*CONSIGNA 1*
¿En qué tres cosas, según el texto, se nos insinúa esa pequeña muerte que todos llevamos encima? Enuméralas.
*CONSIGNA 2*
¿Concuerdan con el texto estas afirmaciones? Responde sí o no a cada una y cita textualmente las palabras del texto que lo deciden.
(a) Quien narra le dio cinco euros al hombre de la calle Serrano.
(b) El hombre hablaba en voz alta.
(c) El artículo para Mundo Cristiano corresponde al mes de diciembre.

*TEXTO FUENTE*
● ● ● ●

Los currículos
Enrique Monasterio
pensarporlibre.blogspot.com
Pensar por libre
        No le presté mucha atención cuando me crucé con él en la calle Serrano. Creo recordar que llevaba corbata y un traje gris que necesitaba una plancha urgente. Era menudo y flaco. Tendría cincuenta o sesenta años.

        —¿Podría ayudarme…?

        Al principio no le oí bien. Hablaba en voz muy baja y no caí en la cuenta de que me estaba pidiendo limosna. Pensé que preguntaba por una calle.

        —¿Perdón?…

        Entonces echó mano a una carpeta de plástico que llevaba bajo el brazo y sacó unos pocos folios pulcramente escritos. Era su currículum, sus méritos profesionales. No recuerdo muy bien los detalles; me parece que había sido profesor de física o de química, y detallaba su especialidad con un estilo enfático poco inteligible. Al fin me aclaró que necesitaba "algo" para comer. Yo me quedé tan confuso que no supe responder adecuadamente.

        —Para pedir limosna, no necesita usted enseñar el curriculum.

        Quise ser delicado, pero aquello sonó como una grosería. Le di cinco euros y me alejé con mal sabor de boca.

        Quizá han pasado seis o siete meses; pero hoy he vuelto a recordar al mendigo del curriculum, porque me toca enviar un artículo a Mundo Cristiano y, tratándose del mes de noviembre, pienso que, por una vez, puedo atreverme a escribir sobre la muerte.

        Hablar de la muerte siempre significa hablar de uno mismo, de esa pequeña muerte que todos llevamos encima, que nos acaricia el oído cada noche y se nos insinúa en un pequeño dolor inesperado, en un cansancio extraño o en un simple cómputo del tiempo que se va acelerando.

● ● ● ●

*DATOS PROPORCIONADOS*
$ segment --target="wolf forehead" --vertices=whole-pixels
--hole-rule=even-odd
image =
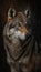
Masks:
[[[10,22],[14,18],[18,18],[21,21],[27,21],[27,18],[30,18],[30,11],[25,9],[24,11],[17,12],[13,8],[10,8],[8,11],[8,22]]]

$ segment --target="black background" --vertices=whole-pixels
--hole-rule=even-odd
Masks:
[[[34,27],[35,39],[41,44],[41,2],[40,0],[0,0],[0,72],[8,72],[7,68],[7,55],[3,48],[3,27],[7,22],[7,12],[10,7],[14,8],[17,11],[24,9],[30,6],[32,10],[32,20]]]

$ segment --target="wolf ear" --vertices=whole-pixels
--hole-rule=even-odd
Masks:
[[[28,18],[30,17],[30,12],[29,12],[28,9],[24,11],[24,14],[25,14]]]
[[[8,11],[8,21],[13,19],[14,16],[16,16],[16,10],[10,8],[9,11]]]

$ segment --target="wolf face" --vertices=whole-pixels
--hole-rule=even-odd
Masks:
[[[13,12],[11,12],[13,11]],[[10,14],[11,12],[11,14]],[[7,35],[13,40],[20,39],[25,40],[25,35],[30,33],[30,29],[27,25],[27,19],[29,19],[29,11],[25,10],[25,12],[18,12],[16,13],[14,10],[9,10],[8,12],[8,29],[7,29]]]

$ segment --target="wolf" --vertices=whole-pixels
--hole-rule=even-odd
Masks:
[[[32,72],[33,68],[35,72],[40,64],[41,58],[38,53],[40,47],[29,25],[31,27],[31,20],[28,9],[19,12],[9,9],[3,42],[11,72]]]

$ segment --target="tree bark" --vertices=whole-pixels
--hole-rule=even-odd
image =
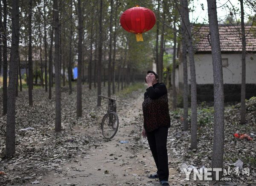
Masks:
[[[47,37],[46,33],[46,11],[45,10],[45,0],[44,0],[44,82],[45,84],[45,92],[48,91],[48,80],[47,73]]]
[[[39,40],[40,42],[40,69],[41,69],[41,76],[40,76],[40,79],[41,79],[41,86],[44,88],[44,70],[43,69],[43,59],[42,58],[42,40],[41,39],[41,31],[39,29]]]
[[[93,60],[93,27],[91,26],[90,36],[90,59],[88,66],[88,80],[89,82],[89,89],[92,89],[92,63]]]
[[[58,0],[53,1],[55,27],[55,131],[59,132],[61,129],[61,71],[60,62],[60,31]]]
[[[165,20],[166,16],[166,0],[163,1],[163,20]],[[160,56],[159,63],[159,82],[163,82],[163,53],[164,52],[164,32],[165,25],[164,24],[162,24],[162,29],[161,30],[161,37],[160,39]]]
[[[189,21],[188,0],[183,1],[183,19],[186,28],[186,41],[189,51],[189,66],[190,67],[190,82],[191,94],[191,136],[190,148],[191,149],[197,149],[197,104],[196,98],[196,79],[195,77],[195,67],[194,59],[194,50],[192,43],[192,34]]]
[[[111,96],[111,61],[112,60],[112,14],[113,11],[113,0],[111,0],[110,1],[110,7],[111,8],[111,11],[110,11],[110,17],[109,19],[109,53],[108,54],[108,96],[110,97]]]
[[[181,6],[183,5],[181,5]],[[186,33],[186,30],[185,23],[182,21],[181,31]],[[183,64],[183,130],[186,131],[189,129],[188,123],[188,68],[186,57],[186,34],[183,34],[181,40],[182,47],[182,61]]]
[[[160,0],[157,0],[157,16],[159,17],[159,12],[160,9]],[[157,66],[157,73],[159,74],[159,57],[158,57],[158,39],[159,35],[159,21],[157,20],[157,32],[156,32],[156,51],[155,51],[155,60],[156,65]]]
[[[83,19],[81,0],[78,0],[78,57],[77,60],[77,83],[76,94],[76,117],[82,116],[82,55],[83,42]]]
[[[29,0],[29,106],[33,106],[33,66],[32,62],[32,3]]]
[[[113,94],[115,94],[115,83],[116,80],[116,74],[115,73],[115,63],[116,63],[116,27],[117,26],[117,8],[118,7],[118,0],[117,0],[116,2],[116,9],[115,11],[115,31],[114,32],[113,39],[114,39],[114,50],[113,53],[113,66],[112,67],[113,72],[112,75],[113,81],[112,82],[112,92]]]
[[[7,7],[6,0],[3,0],[3,114],[7,113],[7,40],[6,36]]]
[[[52,23],[54,23],[54,20]],[[52,30],[50,31],[51,35],[50,36],[50,37],[51,38],[51,43],[50,44],[50,49],[49,50],[49,91],[48,96],[49,100],[52,99],[52,45],[53,43],[54,30],[53,26],[52,26]]]
[[[69,60],[68,62],[68,86],[69,88],[69,94],[72,94],[72,84],[71,83],[71,79],[72,78],[72,35],[73,34],[72,26],[72,2],[70,3],[70,32],[69,36],[69,43],[70,43],[70,47],[69,47]]]
[[[2,15],[2,1],[0,0],[0,15]],[[0,19],[0,32],[3,33],[3,22],[2,21],[2,19]],[[2,64],[3,63],[3,60],[2,59],[2,34],[0,34],[0,75],[1,74],[1,72],[2,71]],[[0,82],[1,80],[0,80]]]
[[[212,168],[222,168],[224,146],[224,92],[220,37],[216,0],[207,0],[209,28],[213,68],[214,122]],[[213,175],[215,178],[215,175]]]
[[[113,0],[111,0],[113,1]],[[101,94],[101,62],[102,50],[102,0],[100,1],[99,17],[99,57],[98,60],[97,95]],[[97,106],[101,106],[101,97],[97,96]]]
[[[22,91],[22,81],[21,80],[21,72],[20,72],[20,52],[18,54],[18,63],[19,63],[19,75],[20,76],[20,91]]]
[[[9,71],[7,105],[6,155],[13,156],[15,151],[15,92],[17,72],[18,54],[20,35],[19,0],[12,0],[12,46]]]
[[[66,59],[66,56],[67,56],[67,53],[66,53],[66,37],[63,37],[63,54],[64,54],[64,57],[63,57],[63,65],[62,66],[62,68],[63,69],[63,86],[65,86],[65,68],[66,66],[65,66],[65,63],[66,61],[65,59]]]
[[[243,0],[240,0],[241,7],[241,31],[242,34],[242,80],[241,83],[241,108],[240,111],[240,123],[245,124],[245,86],[246,86],[246,43],[245,42],[245,31],[244,30],[244,3]]]
[[[175,25],[176,24],[176,16],[174,18],[174,22],[173,23],[174,28],[175,28]],[[177,107],[177,93],[176,91],[176,86],[175,85],[175,72],[176,69],[176,43],[177,43],[177,32],[176,31],[174,31],[173,36],[173,55],[172,56],[172,99],[173,105],[172,107],[173,110],[176,110]]]

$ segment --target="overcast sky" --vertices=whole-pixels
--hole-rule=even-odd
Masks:
[[[190,21],[198,23],[203,23],[204,22],[205,24],[207,24],[208,23],[208,17],[207,0],[194,0],[192,1],[189,5],[189,7],[191,9],[193,9],[193,6],[194,6],[195,11],[193,12],[189,13]],[[232,13],[234,14],[234,16],[235,16],[232,6],[230,1],[232,3],[235,9],[239,9],[239,11],[236,11],[236,13],[237,19],[240,19],[241,17],[240,13],[240,4],[239,0],[230,0],[229,1],[227,0],[217,0],[217,15],[219,21],[225,19],[227,16],[230,14],[230,9],[231,9]],[[204,10],[202,9],[201,4],[203,4]],[[246,5],[244,5],[244,9],[245,14],[244,20],[246,22],[247,20],[246,17],[247,16],[248,14],[250,15],[254,14],[255,12],[253,12],[253,10]],[[235,17],[234,17],[235,18]]]

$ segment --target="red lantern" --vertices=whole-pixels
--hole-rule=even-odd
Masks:
[[[138,5],[126,10],[120,18],[121,26],[126,31],[135,34],[137,41],[143,41],[142,34],[152,29],[155,23],[153,11]]]

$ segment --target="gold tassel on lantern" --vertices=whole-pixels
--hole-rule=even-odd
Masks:
[[[137,34],[135,35],[136,36],[136,40],[137,40],[137,42],[143,41],[143,37],[142,37],[142,34]]]

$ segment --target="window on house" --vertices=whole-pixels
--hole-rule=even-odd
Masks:
[[[226,67],[228,66],[227,58],[222,58],[221,60],[222,60],[222,66]]]

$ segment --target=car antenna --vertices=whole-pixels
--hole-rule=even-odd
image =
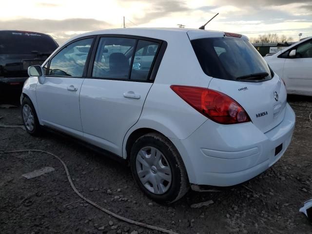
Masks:
[[[207,24],[209,22],[210,22],[211,20],[212,20],[214,18],[214,17],[216,17],[216,16],[217,16],[218,15],[219,15],[219,13],[216,13],[216,15],[215,15],[214,17],[213,17],[213,18],[211,18],[210,20],[209,20],[209,21],[208,21],[207,23],[205,23],[205,24],[204,24],[203,25],[201,26],[200,27],[199,27],[199,29],[202,29],[202,30],[205,30],[205,26],[206,25],[207,25]]]

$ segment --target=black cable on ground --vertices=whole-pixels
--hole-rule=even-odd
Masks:
[[[112,212],[111,211],[109,211],[108,210],[107,210],[107,209],[102,207],[101,206],[98,205],[95,202],[94,202],[91,201],[91,200],[89,200],[89,199],[87,198],[86,197],[84,196],[83,195],[82,195],[81,194],[80,194],[78,191],[78,190],[77,190],[77,189],[76,189],[76,187],[75,187],[75,185],[74,185],[74,183],[73,183],[73,181],[72,180],[72,178],[71,177],[70,174],[69,174],[69,171],[68,171],[68,169],[67,168],[67,166],[65,164],[65,162],[64,162],[64,161],[63,161],[63,160],[62,160],[62,159],[61,159],[59,158],[59,157],[58,157],[58,156],[57,156],[57,155],[55,155],[54,154],[52,154],[52,153],[49,152],[48,151],[45,151],[44,150],[12,150],[12,151],[0,151],[0,153],[9,154],[9,153],[21,153],[21,152],[29,152],[44,153],[45,154],[47,154],[48,155],[51,155],[51,156],[53,156],[54,157],[56,158],[63,165],[63,167],[64,167],[64,169],[65,169],[65,171],[66,172],[66,175],[67,176],[67,179],[68,180],[68,181],[69,182],[70,186],[71,186],[72,188],[74,190],[75,192],[79,196],[80,196],[81,198],[81,199],[84,200],[87,202],[88,202],[90,204],[93,205],[95,207],[96,207],[97,208],[98,208],[99,210],[102,211],[102,212],[105,212],[107,214],[109,214],[110,215],[112,215],[112,216],[113,216],[113,217],[115,217],[116,218],[117,218],[117,219],[119,219],[120,220],[123,221],[124,222],[126,222],[128,223],[130,223],[131,224],[134,224],[135,225],[138,226],[139,227],[142,227],[143,228],[148,228],[149,229],[151,229],[151,230],[152,230],[158,231],[159,232],[161,232],[162,233],[167,233],[168,234],[178,234],[177,233],[175,233],[175,232],[173,232],[172,231],[171,231],[171,230],[167,230],[167,229],[165,229],[164,228],[159,228],[158,227],[156,227],[155,226],[153,226],[153,225],[151,225],[150,224],[146,224],[146,223],[141,223],[140,222],[138,222],[138,221],[135,221],[135,220],[133,220],[132,219],[130,219],[126,218],[125,217],[122,216],[120,216],[120,215],[119,215],[118,214],[116,214],[115,213],[114,213]]]

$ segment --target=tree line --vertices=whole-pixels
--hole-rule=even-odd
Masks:
[[[292,41],[293,39],[292,37],[287,37],[284,35],[278,36],[276,33],[269,33],[259,35],[257,38],[251,38],[252,43],[285,43]]]

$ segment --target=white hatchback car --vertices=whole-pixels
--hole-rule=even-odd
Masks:
[[[312,96],[312,37],[264,59],[284,80],[288,93]]]
[[[89,45],[86,58],[67,58]],[[136,52],[149,48],[152,62],[138,65]],[[21,97],[28,133],[50,128],[127,160],[138,186],[160,203],[190,187],[258,175],[284,153],[295,125],[283,82],[239,34],[87,33],[28,72]]]

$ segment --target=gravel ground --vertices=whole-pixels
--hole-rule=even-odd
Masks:
[[[297,123],[292,143],[277,163],[243,185],[216,193],[191,191],[171,206],[144,195],[127,166],[58,135],[47,133],[37,138],[21,129],[0,128],[0,150],[55,154],[89,199],[125,217],[180,234],[311,234],[312,225],[298,210],[312,198],[312,98],[292,96],[289,100]],[[21,123],[20,107],[0,108],[0,124]],[[30,179],[21,176],[45,167],[55,170]],[[158,233],[119,221],[81,200],[62,165],[48,155],[0,154],[0,172],[1,234]],[[191,207],[210,200],[214,203],[208,206]]]

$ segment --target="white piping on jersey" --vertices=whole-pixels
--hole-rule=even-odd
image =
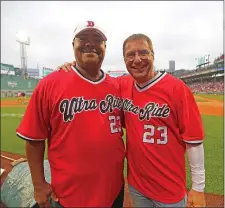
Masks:
[[[188,143],[188,144],[200,144],[200,143],[203,143],[203,140],[195,140],[195,141],[183,140],[183,142]]]
[[[19,132],[16,132],[16,134],[17,134],[19,137],[21,137],[22,139],[25,139],[25,140],[30,140],[30,141],[45,141],[45,139],[31,139],[31,138],[29,138],[29,137],[26,137],[26,136],[20,134]]]
[[[89,83],[91,83],[91,84],[99,84],[99,83],[103,82],[103,81],[105,80],[105,77],[106,77],[106,74],[102,71],[103,77],[102,77],[100,80],[98,80],[98,81],[96,81],[96,82],[95,82],[95,81],[91,81],[91,80],[85,78],[81,73],[79,73],[79,72],[77,71],[77,69],[76,69],[74,66],[72,66],[71,68],[73,69],[73,71],[74,71],[81,79],[83,79],[83,80],[85,80],[85,81],[87,81],[87,82],[89,82]]]
[[[140,87],[136,83],[134,83],[134,85],[139,92],[143,92],[159,82],[163,77],[166,76],[166,74],[166,72],[159,72],[155,77],[153,77],[146,83],[145,87]]]

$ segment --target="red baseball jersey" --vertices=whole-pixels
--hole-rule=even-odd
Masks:
[[[175,203],[186,194],[185,143],[201,143],[203,126],[189,88],[166,72],[145,87],[120,78],[127,130],[128,182],[146,197]]]
[[[51,185],[64,207],[110,207],[123,184],[125,148],[118,80],[103,73],[96,82],[75,68],[42,79],[17,135],[48,139]]]

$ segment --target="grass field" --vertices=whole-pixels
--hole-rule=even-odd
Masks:
[[[209,99],[223,100],[223,96],[199,95]],[[15,130],[25,108],[1,108],[1,150],[25,154],[24,141]],[[205,129],[205,168],[206,189],[208,193],[224,194],[224,122],[223,116],[202,116]],[[126,166],[126,164],[125,164]],[[187,181],[190,188],[190,170],[187,165]],[[126,168],[125,168],[126,175]]]

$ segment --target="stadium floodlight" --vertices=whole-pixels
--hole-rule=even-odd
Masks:
[[[19,43],[23,43],[25,45],[30,45],[30,38],[26,35],[25,32],[20,31],[16,33],[16,41]]]
[[[21,75],[27,77],[27,51],[26,46],[30,45],[30,38],[25,32],[20,31],[16,33],[16,41],[20,44],[20,61],[21,61]]]

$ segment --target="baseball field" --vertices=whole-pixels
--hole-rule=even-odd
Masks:
[[[205,169],[206,169],[206,202],[210,207],[224,206],[224,97],[223,95],[195,95],[205,130]],[[1,100],[1,154],[18,158],[25,155],[24,141],[17,138],[17,128],[26,105],[19,104],[16,98]],[[125,139],[125,137],[124,137]],[[9,164],[1,158],[1,165]],[[126,166],[126,164],[125,164]],[[4,167],[2,167],[4,168]],[[187,189],[190,188],[190,170],[187,165]],[[126,176],[126,168],[124,171]],[[127,186],[125,207],[131,207]]]

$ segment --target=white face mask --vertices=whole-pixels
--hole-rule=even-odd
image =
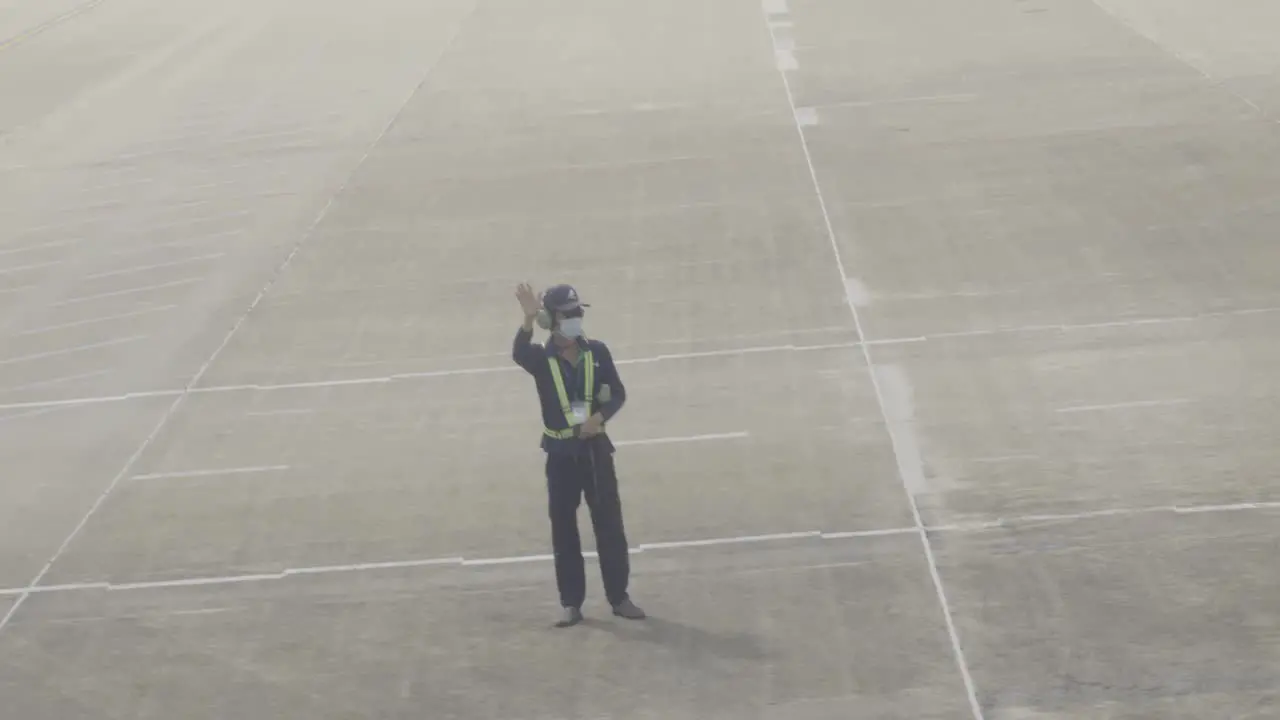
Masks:
[[[582,318],[564,318],[556,332],[570,338],[582,337]]]

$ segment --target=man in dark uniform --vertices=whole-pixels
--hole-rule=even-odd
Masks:
[[[577,533],[582,497],[591,512],[595,546],[604,577],[604,594],[620,618],[639,620],[644,611],[631,602],[627,537],[622,500],[613,469],[613,443],[604,424],[622,409],[627,393],[608,346],[582,334],[584,307],[567,284],[548,290],[541,301],[529,284],[516,290],[525,323],[516,332],[511,356],[534,377],[543,409],[547,495],[559,588],[559,628],[582,621],[586,573]],[[552,332],[545,347],[534,343],[534,323]]]

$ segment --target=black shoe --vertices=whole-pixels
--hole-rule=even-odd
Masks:
[[[561,618],[556,621],[557,628],[572,628],[582,621],[582,611],[576,607],[562,607]]]
[[[644,620],[645,618],[644,610],[640,610],[636,603],[631,602],[631,598],[614,605],[613,614],[627,620]]]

● ● ● ●

*RESPUESTA 1*
- un pequeño dolor inesperado
- un cansancio extraño
- un simple cómputo del tiempo que se va acelerando

*RESPUESTA 2*
(a) Sí: "Le di cinco euros y me alejé con mal sabor de boca."
(b) No: "Hablaba en voz muy baja"
(c) No: "tratándose del mes de noviembre"